───── Pasaje extraído ─────

Lo que la Iglesia antigua dedujo de la versión de los Setenta del Salmo 16,10 ha determinado también la visión compartida durante todo el periodo de los Padres. En dicha visión la resurrección implica esencialmente que el cuerpo de Jesús no sufra la corrupción. En este sentido, el sepulcro vacío como parte del anuncio de la resurrección es un hecho estrictamente conforme a la Escritura. Las especulaciones teológicas, según las cuales la corrupción y la resurrección de Jesús serían compatibles una con otra, pertenecen al pensamiento moderno y están en clara contradicción con la visión bíblica. Según eso se confirma también que un anuncio de la resurrección habría sido imposible si el cuerpo de Jesús hubiera permanecido en el sepulcro.


El tercer día

Volvamos a nuestro Credo. El artículo siguiente dice: «Resucitó al tercer día, según las Escrituras» (1 Co 15,4). El «según las Escrituras» vale para la frase en su conjunto y sólo implícitamente para el tercer día. Lo esencial consiste en que la resurrección misma es conforme con la Escritura, que forma parte de la totalidad de la promesa, que en Jesús de palabra ha pasado a ser realidad. Así se puede pensar ciertamente como trasfondo en el Salmo 16,10, pero naturalmente también en textos fundamentales para la promesa, como Isaías 53. Para el tercer día no existe un testimonio bíblico directo.

───── Filas de datos ─────

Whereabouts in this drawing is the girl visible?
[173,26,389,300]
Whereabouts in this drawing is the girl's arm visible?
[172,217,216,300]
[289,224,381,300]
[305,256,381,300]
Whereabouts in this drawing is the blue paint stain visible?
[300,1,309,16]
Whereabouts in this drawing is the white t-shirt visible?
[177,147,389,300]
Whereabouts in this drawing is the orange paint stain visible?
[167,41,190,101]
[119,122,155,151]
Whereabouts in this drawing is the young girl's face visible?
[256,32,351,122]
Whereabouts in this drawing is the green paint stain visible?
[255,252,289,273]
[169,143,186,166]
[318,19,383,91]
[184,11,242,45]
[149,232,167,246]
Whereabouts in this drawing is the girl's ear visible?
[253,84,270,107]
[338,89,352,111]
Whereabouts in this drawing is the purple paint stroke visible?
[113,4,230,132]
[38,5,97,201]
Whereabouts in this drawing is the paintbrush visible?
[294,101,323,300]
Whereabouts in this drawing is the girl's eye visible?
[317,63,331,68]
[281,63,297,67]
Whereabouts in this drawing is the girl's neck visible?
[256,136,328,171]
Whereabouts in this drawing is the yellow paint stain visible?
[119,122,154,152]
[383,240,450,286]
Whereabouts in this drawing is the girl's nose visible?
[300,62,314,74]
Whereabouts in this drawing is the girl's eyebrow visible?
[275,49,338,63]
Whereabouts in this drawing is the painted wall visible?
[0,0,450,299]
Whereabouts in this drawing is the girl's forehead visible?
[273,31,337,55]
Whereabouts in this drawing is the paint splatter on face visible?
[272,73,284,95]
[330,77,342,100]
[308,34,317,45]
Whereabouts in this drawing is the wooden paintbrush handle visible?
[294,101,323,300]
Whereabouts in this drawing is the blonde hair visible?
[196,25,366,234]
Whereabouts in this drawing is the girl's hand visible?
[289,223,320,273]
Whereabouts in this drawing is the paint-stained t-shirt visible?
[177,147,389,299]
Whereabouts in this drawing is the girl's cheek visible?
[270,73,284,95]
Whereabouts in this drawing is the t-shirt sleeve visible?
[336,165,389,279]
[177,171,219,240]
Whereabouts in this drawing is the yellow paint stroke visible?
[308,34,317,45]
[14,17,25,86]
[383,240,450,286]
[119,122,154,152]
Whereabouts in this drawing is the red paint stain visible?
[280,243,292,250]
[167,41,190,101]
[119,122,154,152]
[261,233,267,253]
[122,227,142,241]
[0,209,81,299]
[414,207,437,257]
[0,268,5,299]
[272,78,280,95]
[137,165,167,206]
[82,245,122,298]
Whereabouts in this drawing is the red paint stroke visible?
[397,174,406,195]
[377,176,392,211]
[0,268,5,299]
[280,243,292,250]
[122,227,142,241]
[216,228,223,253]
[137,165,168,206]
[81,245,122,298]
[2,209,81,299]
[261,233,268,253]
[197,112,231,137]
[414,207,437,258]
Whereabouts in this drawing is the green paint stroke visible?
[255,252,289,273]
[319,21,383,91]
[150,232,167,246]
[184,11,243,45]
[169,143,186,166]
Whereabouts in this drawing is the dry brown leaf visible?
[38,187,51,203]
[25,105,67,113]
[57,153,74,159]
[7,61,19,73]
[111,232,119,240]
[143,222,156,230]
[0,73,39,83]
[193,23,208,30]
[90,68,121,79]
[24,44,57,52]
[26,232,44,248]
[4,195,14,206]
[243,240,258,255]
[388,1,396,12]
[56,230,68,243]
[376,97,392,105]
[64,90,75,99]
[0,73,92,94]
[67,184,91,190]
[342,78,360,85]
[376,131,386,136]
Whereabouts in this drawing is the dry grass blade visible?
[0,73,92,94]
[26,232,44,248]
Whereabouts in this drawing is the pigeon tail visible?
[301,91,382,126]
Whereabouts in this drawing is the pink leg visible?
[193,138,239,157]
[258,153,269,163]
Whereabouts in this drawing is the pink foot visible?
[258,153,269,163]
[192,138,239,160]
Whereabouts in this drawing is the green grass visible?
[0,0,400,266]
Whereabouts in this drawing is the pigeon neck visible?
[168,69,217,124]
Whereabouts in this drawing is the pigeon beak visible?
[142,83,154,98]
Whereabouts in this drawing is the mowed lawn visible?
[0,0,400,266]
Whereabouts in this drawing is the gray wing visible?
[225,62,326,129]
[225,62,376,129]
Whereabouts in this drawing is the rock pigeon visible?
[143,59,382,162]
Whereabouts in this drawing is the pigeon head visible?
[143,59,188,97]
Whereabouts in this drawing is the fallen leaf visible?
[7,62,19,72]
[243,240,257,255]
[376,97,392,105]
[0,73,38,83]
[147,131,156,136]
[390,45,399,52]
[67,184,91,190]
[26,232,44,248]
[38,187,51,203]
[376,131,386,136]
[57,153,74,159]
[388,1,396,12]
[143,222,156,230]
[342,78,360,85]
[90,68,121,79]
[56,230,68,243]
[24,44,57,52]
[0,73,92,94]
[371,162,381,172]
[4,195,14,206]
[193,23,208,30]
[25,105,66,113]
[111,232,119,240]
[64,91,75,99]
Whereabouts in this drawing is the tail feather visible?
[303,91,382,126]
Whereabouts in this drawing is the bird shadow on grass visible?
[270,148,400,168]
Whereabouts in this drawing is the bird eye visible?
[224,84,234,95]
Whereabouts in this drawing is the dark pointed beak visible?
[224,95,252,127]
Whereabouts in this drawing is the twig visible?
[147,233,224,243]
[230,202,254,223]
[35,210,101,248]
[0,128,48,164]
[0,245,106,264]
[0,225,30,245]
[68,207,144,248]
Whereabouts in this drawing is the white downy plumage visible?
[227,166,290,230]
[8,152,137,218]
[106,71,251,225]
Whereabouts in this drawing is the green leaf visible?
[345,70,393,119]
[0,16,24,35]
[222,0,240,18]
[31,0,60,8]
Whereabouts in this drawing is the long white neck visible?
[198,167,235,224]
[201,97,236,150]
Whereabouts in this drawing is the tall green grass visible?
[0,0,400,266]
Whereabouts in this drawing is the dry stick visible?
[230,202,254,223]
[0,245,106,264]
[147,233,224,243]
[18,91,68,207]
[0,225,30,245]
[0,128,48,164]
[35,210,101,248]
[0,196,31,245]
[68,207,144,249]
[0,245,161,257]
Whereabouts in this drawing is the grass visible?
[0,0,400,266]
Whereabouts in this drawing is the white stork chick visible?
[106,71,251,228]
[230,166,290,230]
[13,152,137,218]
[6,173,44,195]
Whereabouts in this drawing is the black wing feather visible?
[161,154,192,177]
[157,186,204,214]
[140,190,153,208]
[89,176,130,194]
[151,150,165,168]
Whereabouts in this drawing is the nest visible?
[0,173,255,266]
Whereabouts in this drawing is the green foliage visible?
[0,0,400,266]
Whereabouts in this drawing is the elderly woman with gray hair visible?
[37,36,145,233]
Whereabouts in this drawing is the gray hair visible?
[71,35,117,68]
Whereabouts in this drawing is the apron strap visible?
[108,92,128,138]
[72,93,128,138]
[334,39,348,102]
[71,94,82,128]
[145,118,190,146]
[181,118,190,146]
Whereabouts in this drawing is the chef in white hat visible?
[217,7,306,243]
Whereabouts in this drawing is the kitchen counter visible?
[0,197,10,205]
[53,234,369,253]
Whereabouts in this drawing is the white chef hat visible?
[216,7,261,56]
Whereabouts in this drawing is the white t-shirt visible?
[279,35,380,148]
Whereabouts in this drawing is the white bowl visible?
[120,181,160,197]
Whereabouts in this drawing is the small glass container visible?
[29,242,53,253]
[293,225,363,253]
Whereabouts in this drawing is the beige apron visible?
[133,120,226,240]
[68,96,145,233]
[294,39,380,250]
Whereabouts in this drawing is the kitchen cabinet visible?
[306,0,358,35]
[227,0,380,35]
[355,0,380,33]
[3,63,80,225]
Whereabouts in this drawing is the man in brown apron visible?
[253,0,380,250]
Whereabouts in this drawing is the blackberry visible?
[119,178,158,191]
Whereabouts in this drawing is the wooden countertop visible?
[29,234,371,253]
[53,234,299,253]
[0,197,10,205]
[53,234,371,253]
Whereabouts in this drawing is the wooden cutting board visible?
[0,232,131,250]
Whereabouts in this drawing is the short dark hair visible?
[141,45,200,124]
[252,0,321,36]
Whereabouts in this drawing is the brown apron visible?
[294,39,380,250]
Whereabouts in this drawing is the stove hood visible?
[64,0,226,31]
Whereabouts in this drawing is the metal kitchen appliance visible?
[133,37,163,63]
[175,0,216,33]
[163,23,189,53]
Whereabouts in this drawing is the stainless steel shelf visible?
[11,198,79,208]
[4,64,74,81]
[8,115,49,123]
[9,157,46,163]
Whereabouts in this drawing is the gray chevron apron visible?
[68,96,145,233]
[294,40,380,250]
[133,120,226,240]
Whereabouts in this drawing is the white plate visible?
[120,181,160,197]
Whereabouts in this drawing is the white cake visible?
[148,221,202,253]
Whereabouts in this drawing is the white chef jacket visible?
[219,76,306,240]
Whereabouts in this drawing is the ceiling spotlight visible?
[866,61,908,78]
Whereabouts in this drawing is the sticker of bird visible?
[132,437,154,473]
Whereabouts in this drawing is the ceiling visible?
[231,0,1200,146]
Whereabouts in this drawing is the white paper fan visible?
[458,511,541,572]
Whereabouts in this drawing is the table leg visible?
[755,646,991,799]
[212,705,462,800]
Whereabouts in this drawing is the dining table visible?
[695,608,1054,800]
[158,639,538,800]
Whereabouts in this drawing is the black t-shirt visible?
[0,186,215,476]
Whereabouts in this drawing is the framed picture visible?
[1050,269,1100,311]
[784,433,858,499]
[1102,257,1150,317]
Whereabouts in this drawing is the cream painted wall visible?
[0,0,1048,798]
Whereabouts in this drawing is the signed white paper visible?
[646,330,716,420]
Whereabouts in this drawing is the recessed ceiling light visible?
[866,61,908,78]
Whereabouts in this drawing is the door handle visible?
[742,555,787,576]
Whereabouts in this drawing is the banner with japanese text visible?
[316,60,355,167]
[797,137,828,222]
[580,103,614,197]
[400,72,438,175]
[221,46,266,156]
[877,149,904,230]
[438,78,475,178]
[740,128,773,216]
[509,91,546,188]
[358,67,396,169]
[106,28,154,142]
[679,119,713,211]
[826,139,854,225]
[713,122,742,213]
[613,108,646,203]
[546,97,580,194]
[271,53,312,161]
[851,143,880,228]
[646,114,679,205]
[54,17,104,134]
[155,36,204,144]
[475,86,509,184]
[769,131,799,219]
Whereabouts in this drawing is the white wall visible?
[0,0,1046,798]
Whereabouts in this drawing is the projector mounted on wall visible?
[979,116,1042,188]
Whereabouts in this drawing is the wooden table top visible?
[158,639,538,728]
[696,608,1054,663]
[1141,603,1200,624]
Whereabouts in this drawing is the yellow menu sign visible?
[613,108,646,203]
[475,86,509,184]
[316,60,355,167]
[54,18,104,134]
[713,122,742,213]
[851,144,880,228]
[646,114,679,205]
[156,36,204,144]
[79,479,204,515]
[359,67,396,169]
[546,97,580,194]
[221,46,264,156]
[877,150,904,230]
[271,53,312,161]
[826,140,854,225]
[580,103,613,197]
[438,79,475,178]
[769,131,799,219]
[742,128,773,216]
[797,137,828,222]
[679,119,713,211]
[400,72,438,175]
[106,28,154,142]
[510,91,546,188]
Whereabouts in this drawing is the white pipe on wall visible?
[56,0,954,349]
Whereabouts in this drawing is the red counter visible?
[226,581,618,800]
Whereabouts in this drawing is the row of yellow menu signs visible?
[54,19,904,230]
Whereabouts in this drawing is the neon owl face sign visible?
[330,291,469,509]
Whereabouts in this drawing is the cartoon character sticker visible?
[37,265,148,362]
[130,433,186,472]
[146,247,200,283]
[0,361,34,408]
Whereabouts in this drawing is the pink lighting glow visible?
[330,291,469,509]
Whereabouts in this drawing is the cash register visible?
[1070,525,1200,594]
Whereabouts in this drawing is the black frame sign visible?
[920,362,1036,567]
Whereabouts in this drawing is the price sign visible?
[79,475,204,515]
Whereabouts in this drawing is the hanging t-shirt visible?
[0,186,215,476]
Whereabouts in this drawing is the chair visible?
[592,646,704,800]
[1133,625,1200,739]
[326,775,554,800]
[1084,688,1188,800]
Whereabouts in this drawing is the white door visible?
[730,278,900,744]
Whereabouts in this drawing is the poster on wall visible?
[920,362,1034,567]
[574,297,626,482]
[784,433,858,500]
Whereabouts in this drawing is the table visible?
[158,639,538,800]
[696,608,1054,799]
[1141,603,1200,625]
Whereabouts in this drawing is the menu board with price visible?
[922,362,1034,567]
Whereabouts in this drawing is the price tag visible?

─────

Objetivo del ejercicio.
Prosiga el texto sobre la resurrección de Jesús al tercer día a partir de su última frase.

Respuesta a continuación.
La tesis según la cual «el tercer día» se habría deducido quizás de Oseas 6,1s es insostenible, como han demostrado por ejemplo Hans Conzelmann o también Martin Hengel y Anna Maria Schwemer. El texto dice: «Volvamos al Señor, él nos desgarró, él nos curará... En dos días nos sanará, el tercero nos resucitará y viviremos delante de él». Este texto es una oración penitencial del Israel pecador. No se habla de una resurrección de la muerte en sentido propio. Ni en el Nuevo Testamento, ni tampoco a lo largo de todo el siglo II se cita este texto (cf. Hengel-Schwemer, Jesus und das Judentum, p. 631). Pudo convertirse en una referencia anticipada a la resurrección al tercer día sólo cuando el acontecimiento del domingo después de la crucifixión del Señor hubo dado a este día un sentido particular.

El tercer día no es una fecha «teológica», sino el día de un acontecimiento que para los discípulos ha supuesto un cambio decisivo tras la catástrofe de la cruz. Josef Blank lo ha formulado así: «La expresión "el tercer día" indica una fecha según la tradición cristiana, que es primordial en los Evangelios y se refiere al descubrimiento del sepulcro vacío» (Paulus und Jesus, p. 156).

Yo añadiría: se refiere al primer encuentro con el Señor resucitado. El primer día de la semana —el tercero después del viernes— está atestiguado desde los primeros tiempos en el Nuevo Testamento como el día de la asamblea y el culto de la comunidad cristiana (cf. 1 Co 16,2; Hch 20,7; Ap 1,10). En Ignacio de Antioquía (final del siglo I-inicios del siglo II), el domingo —como hemos visto— es atestiguado como una característica nueva, propia de los cristianos, en contraposición con la cultura sabática judía: «Ahora bien, si los que se habían criado en el antiguo orden de cosas vinieron a la novedad de la esperanza, no guardando ya el sábado, sino viviendo según el domingo, día en que también amaneció nuestra vida por gracia del Señor y mérito de su muerte...» (Ad Magn. 9,1).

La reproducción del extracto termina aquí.